| Trecho citado |

^^^^

Passadas duas semanas de oitivas com atuais e ex-integrantes do governo, além do representante do laboratório Pfizer, a CPI da Covid já dispõe de um roteiro claro a ser seguido. A evolução das investigações é desfavorável ao presidente Jair Bolsonaro (sem partido), fragilizado diante dos fatos expostos e com uma tropa de choque ineficaz no colegiado.

Indicação de medicamentos sem eficácia comprovada - o ex-ministro da Saúde Luiz Henrique Mandetta (DEM) afirmou que um grupo de pessoas próximas a Bolsonaro, chamado “ministério paralelo”, chegou a apresentar diretamente ao presidente a minuta de um decreto, em papel não timbrado, com o objetivo de determinar que a Anvisa mudasse a bula da cloroquina para que o medicamento passasse a ser recomendado no tratamento da Covid-19. O projeto foi abortado porque o presidente da agência, Antônio Barra Torres (que confirmou a história), não aceitou as alterações.

^^^^

| Material de apoio |
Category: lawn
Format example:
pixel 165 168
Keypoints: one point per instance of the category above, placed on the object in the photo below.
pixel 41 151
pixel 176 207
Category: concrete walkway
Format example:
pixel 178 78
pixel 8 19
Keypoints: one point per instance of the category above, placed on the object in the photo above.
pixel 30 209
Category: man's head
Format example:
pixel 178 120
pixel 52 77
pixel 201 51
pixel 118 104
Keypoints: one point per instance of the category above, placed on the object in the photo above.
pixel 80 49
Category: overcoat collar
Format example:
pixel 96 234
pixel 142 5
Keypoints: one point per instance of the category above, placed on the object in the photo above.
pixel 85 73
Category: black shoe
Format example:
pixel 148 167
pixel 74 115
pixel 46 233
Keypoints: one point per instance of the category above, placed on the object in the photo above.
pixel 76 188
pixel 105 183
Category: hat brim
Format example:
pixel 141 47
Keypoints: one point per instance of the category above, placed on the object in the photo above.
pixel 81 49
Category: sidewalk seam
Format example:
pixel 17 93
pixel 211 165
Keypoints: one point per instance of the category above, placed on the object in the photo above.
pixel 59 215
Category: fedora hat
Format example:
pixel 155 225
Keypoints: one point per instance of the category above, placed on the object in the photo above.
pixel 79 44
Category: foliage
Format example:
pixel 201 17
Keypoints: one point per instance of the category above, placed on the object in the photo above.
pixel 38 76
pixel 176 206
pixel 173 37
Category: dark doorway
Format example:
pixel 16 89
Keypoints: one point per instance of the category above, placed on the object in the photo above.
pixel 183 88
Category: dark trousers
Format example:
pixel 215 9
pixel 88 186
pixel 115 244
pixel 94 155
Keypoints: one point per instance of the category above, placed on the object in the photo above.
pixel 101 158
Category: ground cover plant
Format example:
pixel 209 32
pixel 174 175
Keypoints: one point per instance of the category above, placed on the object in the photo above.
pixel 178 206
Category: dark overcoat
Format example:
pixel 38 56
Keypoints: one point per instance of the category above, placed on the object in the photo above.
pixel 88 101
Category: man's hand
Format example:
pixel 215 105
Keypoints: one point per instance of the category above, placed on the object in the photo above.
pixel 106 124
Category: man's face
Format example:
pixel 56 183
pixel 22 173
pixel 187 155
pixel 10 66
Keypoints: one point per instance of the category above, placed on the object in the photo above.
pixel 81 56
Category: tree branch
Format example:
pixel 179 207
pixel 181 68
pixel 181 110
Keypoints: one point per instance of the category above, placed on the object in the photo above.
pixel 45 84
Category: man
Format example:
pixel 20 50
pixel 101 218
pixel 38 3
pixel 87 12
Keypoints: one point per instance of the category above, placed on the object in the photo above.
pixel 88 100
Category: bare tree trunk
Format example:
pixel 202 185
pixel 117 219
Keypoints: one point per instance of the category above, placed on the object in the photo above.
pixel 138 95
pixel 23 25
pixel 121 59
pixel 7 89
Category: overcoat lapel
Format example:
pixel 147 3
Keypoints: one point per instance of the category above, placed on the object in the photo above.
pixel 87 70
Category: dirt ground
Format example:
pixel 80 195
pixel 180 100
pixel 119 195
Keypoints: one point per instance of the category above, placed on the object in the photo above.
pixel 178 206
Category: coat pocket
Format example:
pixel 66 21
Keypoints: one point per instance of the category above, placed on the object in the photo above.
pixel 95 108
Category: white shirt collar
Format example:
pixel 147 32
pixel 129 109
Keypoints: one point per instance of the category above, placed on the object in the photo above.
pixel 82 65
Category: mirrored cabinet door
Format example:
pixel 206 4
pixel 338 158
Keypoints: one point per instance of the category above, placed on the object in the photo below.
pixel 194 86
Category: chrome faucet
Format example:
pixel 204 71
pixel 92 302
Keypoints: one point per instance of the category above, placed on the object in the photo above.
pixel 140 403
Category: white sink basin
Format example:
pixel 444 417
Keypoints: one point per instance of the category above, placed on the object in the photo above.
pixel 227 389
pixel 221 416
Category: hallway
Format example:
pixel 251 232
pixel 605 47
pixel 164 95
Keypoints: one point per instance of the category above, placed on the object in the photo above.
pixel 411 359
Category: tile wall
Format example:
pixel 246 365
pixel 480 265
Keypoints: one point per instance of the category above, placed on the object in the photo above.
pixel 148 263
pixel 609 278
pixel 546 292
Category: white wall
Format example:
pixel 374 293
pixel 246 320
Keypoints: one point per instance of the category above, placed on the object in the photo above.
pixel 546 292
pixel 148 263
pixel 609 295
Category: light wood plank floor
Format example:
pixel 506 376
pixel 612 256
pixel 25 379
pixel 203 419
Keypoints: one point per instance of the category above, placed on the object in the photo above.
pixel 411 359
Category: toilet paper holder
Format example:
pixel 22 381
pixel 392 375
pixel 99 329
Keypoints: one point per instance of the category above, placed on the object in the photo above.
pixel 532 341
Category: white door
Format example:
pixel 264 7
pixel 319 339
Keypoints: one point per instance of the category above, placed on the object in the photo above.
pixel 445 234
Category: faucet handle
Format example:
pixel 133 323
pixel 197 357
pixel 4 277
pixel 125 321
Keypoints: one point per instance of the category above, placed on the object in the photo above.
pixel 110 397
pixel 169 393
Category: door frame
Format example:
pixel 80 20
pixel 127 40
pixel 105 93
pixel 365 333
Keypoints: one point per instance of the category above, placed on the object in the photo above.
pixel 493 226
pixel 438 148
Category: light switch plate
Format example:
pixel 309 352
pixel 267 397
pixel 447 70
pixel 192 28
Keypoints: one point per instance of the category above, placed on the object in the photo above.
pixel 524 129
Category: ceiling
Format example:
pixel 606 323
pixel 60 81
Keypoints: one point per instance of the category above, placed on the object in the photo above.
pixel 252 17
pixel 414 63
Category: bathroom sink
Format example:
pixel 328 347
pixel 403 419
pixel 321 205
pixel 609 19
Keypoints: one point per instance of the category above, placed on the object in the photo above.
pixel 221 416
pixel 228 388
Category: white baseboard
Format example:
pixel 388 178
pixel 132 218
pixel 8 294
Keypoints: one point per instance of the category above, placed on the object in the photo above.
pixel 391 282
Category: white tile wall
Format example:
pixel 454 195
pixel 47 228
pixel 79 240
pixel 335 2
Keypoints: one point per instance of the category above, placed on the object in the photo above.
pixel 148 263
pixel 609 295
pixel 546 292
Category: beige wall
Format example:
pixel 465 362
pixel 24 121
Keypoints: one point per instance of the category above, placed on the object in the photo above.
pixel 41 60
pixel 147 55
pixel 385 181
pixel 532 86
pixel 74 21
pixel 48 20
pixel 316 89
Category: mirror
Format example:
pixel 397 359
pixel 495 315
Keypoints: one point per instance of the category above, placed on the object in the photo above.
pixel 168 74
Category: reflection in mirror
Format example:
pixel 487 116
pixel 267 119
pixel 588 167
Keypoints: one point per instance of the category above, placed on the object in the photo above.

^^^^

| Tarefa proposta 1 |
Reescreva em forma de lista, com os fatos principais, o parágrafo do texto sobre a CPI da Covid que começa com "Indicação de medicamentos sem eficácia comprovada".
| Tarefa proposta 2 |
Responda, com base no texto sobre a CPI da Covid:
(a) Por quanto tempo já duravam as oitivas?
(b) A que partido pertence o ex-ministro da Saúde Luiz Henrique Mandetta?
(c) Quem não aceitou as alterações na bula da cloroquina?
| Tarefa proposta 3 |
Escreva o que vem depois do último parágrafo do texto sobre a CPI da Covid.

| Resposta da tarefa 1 |
- O ex-ministro da Saúde Luiz Henrique Mandetta (DEM) disse que um grupo de pessoas próximas a Bolsonaro, o "ministério paralelo", levou ao presidente a minuta de um decreto em papel não timbrado.
- O decreto determinaria que a Anvisa mudasse a bula da cloroquina para recomendar o remédio no tratamento da Covid-19.
- O projeto não foi adiante porque o presidente da Anvisa, Antônio Barra Torres, recusou as mudanças. Ele também confirmou a história.

| Resposta da tarefa 2 |
(a) Duas semanas.
(b) Ao DEM.
(c) Antônio Barra Torres, presidente da Anvisa.

| Resposta da tarefa 3 |
Omissão na aquisição de vacinas - a já famosa carta da Pfizer ao governo brasileiro, encaminhada em setembro do ano passado, alertava para a urgência da negociação em torno da compra de vacinas. Por dois meses, a correspondência foi ignorada por Bolsonaro, pelo vice Hamilton Mourão, pelos ministros da Saúde e da Economia e por outras autoridades. Medidas efetivas ocorreram somente meses mais tarde. O ex-secretário de Comunicação Social Fábio Wajngarten levantou o assunto, que foi confirmado em detalhes pelo representante da Pfizer, Carlos Murillo.

Ministério paralelo - em seu depoimento, o ex-ministro Mandetta afirmou que Bolsonaro era aconselhado por uma espécie de “ministério paralelo”, que interferia diretamente nas decisões da pasta. A informação foi confirmada pelo representante da Pfizer, que inclusive relatou a presença do vereador Carlos Bolsonaro (Republicanos/RJ) em reunião com o laboratório no Palácio do Planalto. A pergunta salta aos olhos - qual a relação do filho do presidente com a aquisição de vacinas? O vereador, por sinal, deverá ser convocado pela CPI.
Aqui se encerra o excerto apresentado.